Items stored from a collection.

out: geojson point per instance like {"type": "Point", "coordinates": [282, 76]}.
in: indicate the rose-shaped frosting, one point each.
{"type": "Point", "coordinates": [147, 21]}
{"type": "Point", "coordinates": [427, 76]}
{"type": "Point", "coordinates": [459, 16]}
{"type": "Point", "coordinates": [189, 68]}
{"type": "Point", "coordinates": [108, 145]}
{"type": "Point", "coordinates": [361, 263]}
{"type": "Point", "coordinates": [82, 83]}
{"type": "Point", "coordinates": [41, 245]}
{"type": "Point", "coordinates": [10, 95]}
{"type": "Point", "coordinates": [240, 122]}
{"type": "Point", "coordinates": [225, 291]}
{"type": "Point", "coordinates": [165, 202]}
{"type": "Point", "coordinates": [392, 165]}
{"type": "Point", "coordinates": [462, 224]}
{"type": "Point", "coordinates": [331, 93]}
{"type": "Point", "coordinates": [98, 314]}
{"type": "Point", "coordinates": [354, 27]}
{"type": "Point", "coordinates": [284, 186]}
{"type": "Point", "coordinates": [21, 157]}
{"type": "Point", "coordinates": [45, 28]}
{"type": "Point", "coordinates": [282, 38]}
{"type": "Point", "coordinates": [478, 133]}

PROBLEM.
Please return every one of the entries above, copying each line unchanged and in the same order.

EXERCISE RESULT.
out: geojson point per instance like {"type": "Point", "coordinates": [282, 76]}.
in: indicate the rose-shaped frosting, one point each.
{"type": "Point", "coordinates": [147, 21]}
{"type": "Point", "coordinates": [427, 76]}
{"type": "Point", "coordinates": [459, 16]}
{"type": "Point", "coordinates": [189, 68]}
{"type": "Point", "coordinates": [108, 145]}
{"type": "Point", "coordinates": [361, 263]}
{"type": "Point", "coordinates": [82, 83]}
{"type": "Point", "coordinates": [41, 245]}
{"type": "Point", "coordinates": [10, 95]}
{"type": "Point", "coordinates": [240, 122]}
{"type": "Point", "coordinates": [225, 291]}
{"type": "Point", "coordinates": [165, 202]}
{"type": "Point", "coordinates": [392, 165]}
{"type": "Point", "coordinates": [462, 224]}
{"type": "Point", "coordinates": [331, 93]}
{"type": "Point", "coordinates": [98, 314]}
{"type": "Point", "coordinates": [354, 27]}
{"type": "Point", "coordinates": [284, 186]}
{"type": "Point", "coordinates": [21, 157]}
{"type": "Point", "coordinates": [45, 28]}
{"type": "Point", "coordinates": [282, 38]}
{"type": "Point", "coordinates": [478, 133]}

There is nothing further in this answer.